Édito – Compétition labo 2022
Un rail de lumière
Écran blanc. Le festival revient en salles, la lumière pure de la projection illumine à nouveau les spectateurs. Enfin !
Avec Train Again, Peter Tscherkassky reprend lui aussi au départ, retourne à la lumière et aux Lumière, qui, à l’époque, ont fait un film sur l’arrivée d’un train. L’expérience du grand écran est toujours impressionnante avec le maître viennois du cinéma d’avant-garde qui poursuit une relecture radicale en cinémascope : un train arrive et entre en collision avec sa propre réflexion.
Les événements se précipitent, il hystérise les images, leur fait perdre leur certitude, croise les pistes sonores avec les bandes de perforation, change le positif en négatif, éventre son matériel et fait même (entre autres) un clin d’œil au Shining de Kubrick.
Son retour en compétition après plusieurs sélections (par exemple Instructions for a Light and Sound Machine, mention du jury labo en 2006 et présent dans le coffret 20 ans du labo) s’accompagne presque logiquement de celui de Bill Morrison (juré labo 2014) avec qui il partage un amour de la matière argentique.
========================================
### EXERCICES PROPOSÉS
1. Recopiez fidèlement le passage de l'éditorial qui commence par « Les événements se » et se poursuit jusqu'à « la matière argentique. ».
2. Résumez l'éditorial en deux phrases.
========================================
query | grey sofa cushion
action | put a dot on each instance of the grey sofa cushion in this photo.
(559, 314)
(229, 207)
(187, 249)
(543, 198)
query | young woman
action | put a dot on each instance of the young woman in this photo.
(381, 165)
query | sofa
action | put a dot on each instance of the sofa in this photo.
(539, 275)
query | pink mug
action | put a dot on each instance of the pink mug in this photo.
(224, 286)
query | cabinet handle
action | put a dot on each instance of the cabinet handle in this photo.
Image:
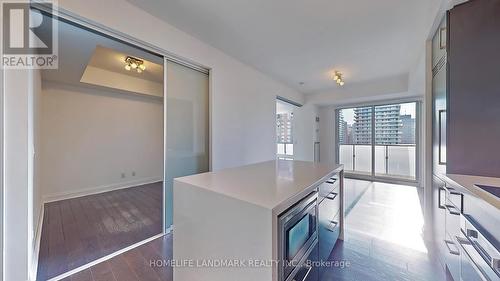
(307, 274)
(442, 117)
(453, 252)
(449, 207)
(332, 228)
(440, 197)
(332, 196)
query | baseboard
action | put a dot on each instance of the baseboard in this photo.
(36, 249)
(99, 189)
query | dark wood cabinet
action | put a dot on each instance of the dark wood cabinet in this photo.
(473, 110)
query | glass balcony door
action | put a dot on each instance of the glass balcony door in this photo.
(379, 141)
(355, 139)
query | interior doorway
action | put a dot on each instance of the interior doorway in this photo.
(98, 138)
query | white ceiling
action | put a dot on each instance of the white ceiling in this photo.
(305, 40)
(77, 46)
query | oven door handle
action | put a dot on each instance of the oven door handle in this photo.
(453, 252)
(462, 243)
========================================
### LES CORRIGÉS
1.
Les événements se précipitent, il hystérise les images, leur fait perdre leur certitude, croise les pistes sonores avec les bandes de perforation, change le positif en négatif, éventre son matériel et fait même (entre autres) un clin d’œil au Shining de Kubrick.
Son retour en compétition après plusieurs sélections (par exemple Instructions for a Light and Sound Machine, mention du jury labo en 2006 et présent dans le coffret 20 ans du labo) s’accompagne presque logiquement de celui de Bill Morrison (juré labo 2014) avec qui il partage un amour de la matière argentique.

2. Le festival revient en salles et, avec Train Again, Peter Tscherkassky revient à la lumière et aux Lumière en proposant une relecture radicale en cinémascope où un train entre en collision avec sa propre réflexion. Son retour en compétition s'accompagne de celui de Bill Morrison, avec qui il partage un amour de la matière argentique.